**Excerpted text**.
------------

Stephanie Zacharek's 10 Best Films
"Lost in Translation" (directed by Sofia Coppola). A jet-lag romance not just for the modern age, but for the ages. Coppola meditates on the nature of intimacy and dislocation, sustaining a mood of rapturous melancholy that few older, more experienced filmmakers have matched. The characters played by Bill Murray and Scarlett Johansson circle each other on currents of sleeplessness: Both suffering from travelers' insomnia, they repeatedly drift toward their accidental meeting spot, the bar in the Tokyo hotel where they're staying, as if they were tuned in to the same silent whistle. Johansson is luminous and touching; Murray, whose expressiveness radiates from within instead of just beaming off the surface, turns in the performance of a lifetime.
"In America" (directed by Jim Sheridan). A man moves his young family from Ireland to Hell's Kitchen, NYC, and figures out the difference between surviving and living. There's something emotionally rough-hewed about Sheridan's movie (which is based loosely on his own experience and that of his two daughters, who co-wrote the movie with him). Its edges aren't polished and smoothed under, which may be why the picture cuts so deep.

------------

**The problem**. Could you rewrite the stretch of the film list that begins with "Stephanie Zacharek's 10" and ends with "of a lifetime.", swapping "luminous" for "radiant"?

------------

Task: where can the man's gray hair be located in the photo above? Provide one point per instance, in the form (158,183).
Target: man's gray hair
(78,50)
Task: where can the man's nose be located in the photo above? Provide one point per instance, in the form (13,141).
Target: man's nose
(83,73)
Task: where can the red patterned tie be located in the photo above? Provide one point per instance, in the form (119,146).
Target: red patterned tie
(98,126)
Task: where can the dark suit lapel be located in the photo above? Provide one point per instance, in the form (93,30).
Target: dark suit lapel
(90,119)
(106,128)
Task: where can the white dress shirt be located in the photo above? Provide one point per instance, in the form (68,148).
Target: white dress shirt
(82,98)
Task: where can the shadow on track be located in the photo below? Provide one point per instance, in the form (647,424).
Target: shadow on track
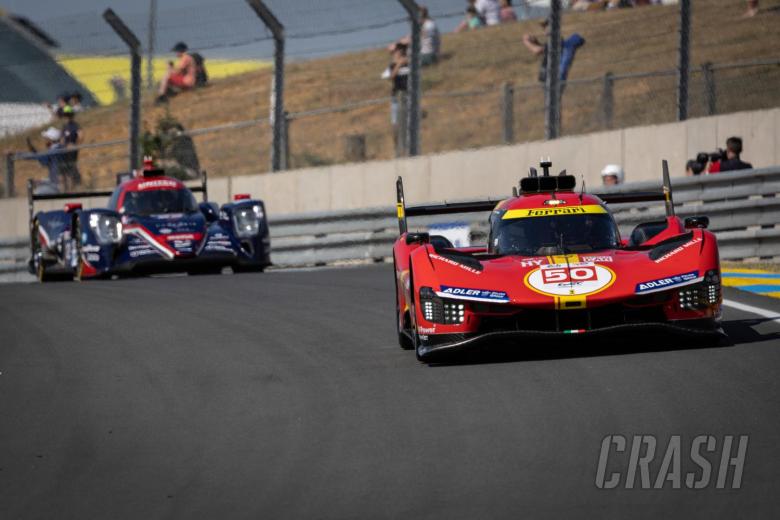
(551,350)
(738,332)
(743,331)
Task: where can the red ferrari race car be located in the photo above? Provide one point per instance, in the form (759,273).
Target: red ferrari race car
(555,265)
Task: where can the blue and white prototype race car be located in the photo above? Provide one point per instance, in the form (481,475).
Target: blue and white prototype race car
(152,224)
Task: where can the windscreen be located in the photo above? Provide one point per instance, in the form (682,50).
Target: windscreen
(552,235)
(156,202)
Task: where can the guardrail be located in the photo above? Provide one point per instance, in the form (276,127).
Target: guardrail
(744,211)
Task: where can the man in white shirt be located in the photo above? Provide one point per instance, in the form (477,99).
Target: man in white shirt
(430,40)
(490,11)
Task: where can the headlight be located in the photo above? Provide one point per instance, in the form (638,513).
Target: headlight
(107,228)
(247,222)
(701,295)
(441,310)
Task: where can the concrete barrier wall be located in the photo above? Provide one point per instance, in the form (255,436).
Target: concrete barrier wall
(487,172)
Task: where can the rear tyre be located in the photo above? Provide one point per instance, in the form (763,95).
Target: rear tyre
(205,271)
(78,273)
(248,269)
(40,268)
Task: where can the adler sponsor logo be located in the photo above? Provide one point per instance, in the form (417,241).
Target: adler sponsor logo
(670,281)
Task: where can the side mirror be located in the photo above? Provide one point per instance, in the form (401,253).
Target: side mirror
(417,238)
(700,222)
(210,210)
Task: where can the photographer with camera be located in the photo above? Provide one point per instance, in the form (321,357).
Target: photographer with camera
(731,161)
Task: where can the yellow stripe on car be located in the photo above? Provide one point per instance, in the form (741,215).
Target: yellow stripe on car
(553,212)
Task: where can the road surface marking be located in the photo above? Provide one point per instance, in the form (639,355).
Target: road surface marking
(774,316)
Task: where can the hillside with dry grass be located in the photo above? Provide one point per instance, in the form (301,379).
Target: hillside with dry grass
(621,42)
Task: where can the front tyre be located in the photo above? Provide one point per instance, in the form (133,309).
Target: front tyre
(404,339)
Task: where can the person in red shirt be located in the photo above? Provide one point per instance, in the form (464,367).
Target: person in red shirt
(180,76)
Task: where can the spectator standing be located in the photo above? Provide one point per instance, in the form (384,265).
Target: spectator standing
(569,47)
(612,175)
(752,9)
(51,158)
(693,167)
(489,10)
(75,102)
(471,21)
(180,76)
(507,13)
(398,74)
(733,161)
(431,39)
(71,138)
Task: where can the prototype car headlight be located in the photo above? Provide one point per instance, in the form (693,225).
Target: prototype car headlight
(701,295)
(247,221)
(107,228)
(441,310)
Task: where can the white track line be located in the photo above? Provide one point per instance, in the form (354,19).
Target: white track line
(753,310)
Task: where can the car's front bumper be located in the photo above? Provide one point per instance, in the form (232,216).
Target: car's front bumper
(437,344)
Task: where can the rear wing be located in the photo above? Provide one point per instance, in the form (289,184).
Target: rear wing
(32,196)
(664,195)
(435,209)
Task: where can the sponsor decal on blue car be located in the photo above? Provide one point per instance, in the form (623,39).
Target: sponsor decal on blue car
(661,284)
(464,293)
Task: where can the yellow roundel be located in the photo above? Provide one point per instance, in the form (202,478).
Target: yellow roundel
(574,279)
(553,212)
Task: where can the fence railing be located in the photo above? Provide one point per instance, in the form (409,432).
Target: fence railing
(507,114)
(743,207)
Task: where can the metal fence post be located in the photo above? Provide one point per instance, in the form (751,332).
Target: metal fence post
(684,58)
(400,131)
(508,112)
(9,175)
(608,100)
(150,44)
(710,95)
(413,125)
(134,45)
(552,91)
(277,30)
(286,141)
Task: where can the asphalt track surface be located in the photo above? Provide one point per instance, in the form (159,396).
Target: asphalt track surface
(285,395)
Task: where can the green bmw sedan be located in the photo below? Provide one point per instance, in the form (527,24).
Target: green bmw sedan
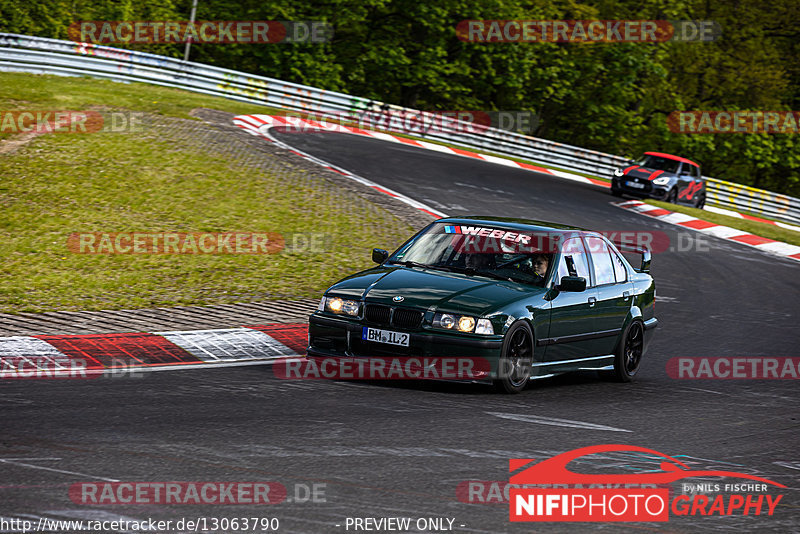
(530,299)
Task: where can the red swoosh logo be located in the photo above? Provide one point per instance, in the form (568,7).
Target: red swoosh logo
(554,470)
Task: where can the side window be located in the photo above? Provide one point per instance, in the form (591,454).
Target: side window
(601,257)
(619,268)
(573,260)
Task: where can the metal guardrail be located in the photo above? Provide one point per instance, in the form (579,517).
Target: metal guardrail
(39,55)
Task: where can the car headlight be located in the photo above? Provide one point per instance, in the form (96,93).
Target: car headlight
(462,323)
(484,327)
(341,306)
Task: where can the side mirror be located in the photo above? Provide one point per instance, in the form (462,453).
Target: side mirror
(575,284)
(379,255)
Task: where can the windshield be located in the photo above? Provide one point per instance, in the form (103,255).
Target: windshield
(659,163)
(490,252)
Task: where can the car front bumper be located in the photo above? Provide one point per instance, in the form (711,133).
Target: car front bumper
(648,190)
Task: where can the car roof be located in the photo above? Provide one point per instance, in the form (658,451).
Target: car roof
(516,224)
(670,156)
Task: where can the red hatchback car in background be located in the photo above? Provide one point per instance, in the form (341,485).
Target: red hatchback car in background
(662,177)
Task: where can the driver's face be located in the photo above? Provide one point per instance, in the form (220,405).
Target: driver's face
(540,265)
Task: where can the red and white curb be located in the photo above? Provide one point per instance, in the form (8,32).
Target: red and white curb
(35,356)
(778,248)
(261,124)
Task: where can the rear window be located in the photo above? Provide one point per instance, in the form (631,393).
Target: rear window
(601,258)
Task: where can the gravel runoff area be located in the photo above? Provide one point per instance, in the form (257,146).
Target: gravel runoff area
(217,134)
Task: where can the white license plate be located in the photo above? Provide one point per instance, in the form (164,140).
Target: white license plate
(384,336)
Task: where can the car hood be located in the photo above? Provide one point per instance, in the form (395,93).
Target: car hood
(646,173)
(424,288)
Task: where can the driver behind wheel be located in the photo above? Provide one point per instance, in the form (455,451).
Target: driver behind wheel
(479,261)
(536,265)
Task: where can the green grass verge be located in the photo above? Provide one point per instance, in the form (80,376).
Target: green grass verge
(141,182)
(46,92)
(754,227)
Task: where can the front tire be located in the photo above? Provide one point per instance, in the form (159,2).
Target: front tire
(628,357)
(514,368)
(701,201)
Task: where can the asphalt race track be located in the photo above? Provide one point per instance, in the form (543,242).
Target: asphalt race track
(402,449)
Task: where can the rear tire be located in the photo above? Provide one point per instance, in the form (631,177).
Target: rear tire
(514,368)
(628,357)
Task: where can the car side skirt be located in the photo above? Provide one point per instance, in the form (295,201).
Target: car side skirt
(578,337)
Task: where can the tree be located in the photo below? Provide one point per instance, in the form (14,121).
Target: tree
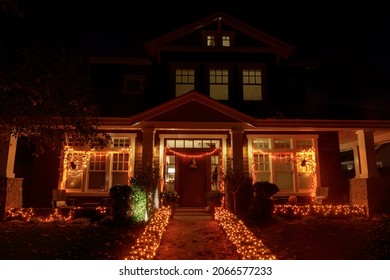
(147,178)
(45,93)
(234,182)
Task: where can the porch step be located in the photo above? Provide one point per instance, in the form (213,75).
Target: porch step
(193,213)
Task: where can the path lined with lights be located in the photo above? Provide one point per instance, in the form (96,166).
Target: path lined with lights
(247,245)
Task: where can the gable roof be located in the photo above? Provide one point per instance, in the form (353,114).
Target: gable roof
(281,48)
(192,107)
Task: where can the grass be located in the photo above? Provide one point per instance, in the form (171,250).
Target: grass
(290,239)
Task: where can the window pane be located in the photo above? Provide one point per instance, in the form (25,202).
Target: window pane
(119,178)
(252,88)
(97,180)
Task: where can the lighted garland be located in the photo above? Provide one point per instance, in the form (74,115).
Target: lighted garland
(248,246)
(197,156)
(46,215)
(326,211)
(148,243)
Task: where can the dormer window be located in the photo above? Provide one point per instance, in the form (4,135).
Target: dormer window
(218,38)
(211,41)
(225,41)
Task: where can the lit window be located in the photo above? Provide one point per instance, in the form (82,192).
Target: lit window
(226,41)
(210,41)
(219,84)
(252,84)
(97,171)
(290,167)
(184,80)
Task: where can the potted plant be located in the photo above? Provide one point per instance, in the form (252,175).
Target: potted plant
(214,199)
(262,205)
(121,196)
(170,198)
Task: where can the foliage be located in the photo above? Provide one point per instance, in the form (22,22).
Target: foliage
(122,208)
(234,181)
(120,192)
(214,196)
(237,182)
(147,178)
(139,201)
(261,209)
(169,197)
(45,91)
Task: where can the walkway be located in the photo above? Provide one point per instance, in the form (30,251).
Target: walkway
(193,235)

------------

**Task response**.
Stephanie Zacharek's 10 Best Films
"Lost in Translation" (directed by Sofia Coppola). A jet-lag romance not just for the modern age, but for the ages. Coppola meditates on the nature of intimacy and dislocation, sustaining a mood of rapturous melancholy that few older, more experienced filmmakers have matched. The characters played by Bill Murray and Scarlett Johansson circle each other on currents of sleeplessness: Both suffering from travelers' insomnia, they repeatedly drift toward their accidental meeting spot, the bar in the Tokyo hotel where they're staying, as if they were tuned in to the same silent whistle. Johansson is radiant and touching; Murray, whose expressiveness radiates from within instead of just beaming off the surface, turns in the performance of a lifetime.